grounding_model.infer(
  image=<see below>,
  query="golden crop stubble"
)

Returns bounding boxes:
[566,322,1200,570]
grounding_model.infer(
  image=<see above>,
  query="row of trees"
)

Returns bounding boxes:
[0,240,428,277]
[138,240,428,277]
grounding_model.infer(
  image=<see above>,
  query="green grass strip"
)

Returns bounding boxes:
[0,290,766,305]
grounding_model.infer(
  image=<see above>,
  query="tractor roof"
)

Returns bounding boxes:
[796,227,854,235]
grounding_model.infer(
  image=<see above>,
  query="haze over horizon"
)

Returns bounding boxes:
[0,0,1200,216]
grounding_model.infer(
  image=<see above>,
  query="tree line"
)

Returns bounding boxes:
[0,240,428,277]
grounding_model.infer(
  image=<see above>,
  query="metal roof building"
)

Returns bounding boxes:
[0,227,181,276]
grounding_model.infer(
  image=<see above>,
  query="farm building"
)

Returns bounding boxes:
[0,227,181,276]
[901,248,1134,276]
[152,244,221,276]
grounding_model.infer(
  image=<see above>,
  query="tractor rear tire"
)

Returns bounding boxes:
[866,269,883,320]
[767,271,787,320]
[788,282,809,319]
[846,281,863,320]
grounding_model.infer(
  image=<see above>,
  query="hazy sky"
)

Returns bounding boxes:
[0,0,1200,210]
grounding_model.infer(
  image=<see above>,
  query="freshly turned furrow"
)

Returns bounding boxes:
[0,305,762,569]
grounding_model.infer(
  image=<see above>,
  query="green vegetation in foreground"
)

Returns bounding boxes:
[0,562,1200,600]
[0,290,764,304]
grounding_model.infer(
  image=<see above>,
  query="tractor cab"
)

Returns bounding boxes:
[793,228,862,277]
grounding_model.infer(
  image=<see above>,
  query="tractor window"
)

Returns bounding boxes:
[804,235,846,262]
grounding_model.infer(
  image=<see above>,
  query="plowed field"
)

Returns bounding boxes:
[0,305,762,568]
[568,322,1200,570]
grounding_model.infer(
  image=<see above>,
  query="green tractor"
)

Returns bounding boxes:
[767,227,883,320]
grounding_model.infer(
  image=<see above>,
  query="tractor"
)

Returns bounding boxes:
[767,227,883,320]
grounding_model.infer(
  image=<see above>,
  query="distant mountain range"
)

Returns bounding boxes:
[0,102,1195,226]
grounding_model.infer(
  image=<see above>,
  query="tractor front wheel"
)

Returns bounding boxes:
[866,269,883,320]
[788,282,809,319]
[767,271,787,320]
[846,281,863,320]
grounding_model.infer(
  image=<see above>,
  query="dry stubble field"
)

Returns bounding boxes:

**WHAT YOU NEED TO DO**
Return all of the entries above word for word, in their original order, with nothing added or changed.

**RESULT FOR THIS TASK**
grounding_model.infer(
  image=<see below>,
  query="golden crop stubble"
)

Returns bounding boxes:
[566,322,1200,570]
grounding_model.infer(
  image=<see above>,
  query="row of trees"
)

Returns bounding boxes:
[0,240,428,277]
[138,240,428,277]
grounding_model.infer(
  image=<see above>,
  query="green grass strip"
)

Returns bounding boxes:
[0,290,766,305]
grounding_model.infer(
  image=<see above>,
  query="tractor roof"
)

Returns bounding boxes:
[796,227,854,235]
grounding_model.infer(
  image=<see above>,
  query="haze over horizon"
)

Returns bounding boxes:
[0,0,1200,216]
grounding_model.infer(
  image=<see above>,
  query="tree line"
)

Returns bounding boxes:
[0,240,428,277]
grounding_model.infer(
  image=<see above>,
  query="metal roof building"
)

Returns bounding boxes:
[0,227,181,276]
grounding_model.infer(
  image=<see above>,
  query="farm building"
)

Returns bounding boxes:
[0,227,181,276]
[901,248,1134,276]
[152,244,221,276]
grounding_model.infer(
  image=<see above>,
  query="tractor rear tire"
)

Returns bounding boxes:
[866,269,883,320]
[767,271,787,320]
[788,282,809,319]
[846,281,863,320]
grounding_model.infer(
  image=<see above>,
  query="hazy sky"
)

Returns bounding boxes:
[0,0,1200,210]
grounding_model.infer(
  image=<see above>,
  query="freshly turned furrow"
)

Returns bounding boxes:
[0,305,762,569]
grounding_model.infer(
  image=<see above>,
  query="green vegetation in foreground"
)

Returns bounding boxes:
[0,562,1200,600]
[0,290,764,304]
grounding_model.infer(
  image=<see above>,
  query="tractor cab"
)

Returns bounding boxes:
[793,228,862,277]
grounding_model.infer(
  image=<see above>,
  query="tractor window"
)

Returns bounding boxes:
[804,235,846,262]
grounding_model.infer(
  image=<see above>,
  query="plowed field"
)

Returns bounding boxes:
[0,305,762,568]
[568,322,1200,570]
grounding_model.infer(
  image=<see above>,
  query="green tractor"
)

Returns bounding boxes:
[767,227,883,320]
grounding_model.infer(
  image=<see above>,
  query="tractor"
)

Returns bounding boxes:
[767,227,883,320]
grounding_model.infer(
  image=<see above>,
  query="distant mountain range"
)

Returns bounding boxes:
[0,102,1195,226]
grounding_model.infer(
  image=<see above>,
  query="tractor front wheel"
)

Returns bounding boxes:
[866,269,883,320]
[788,282,809,319]
[767,271,787,320]
[846,281,863,320]
grounding_model.infer(
  image=<see above>,
  query="dry stubble field"
)

Returns bounding boxes:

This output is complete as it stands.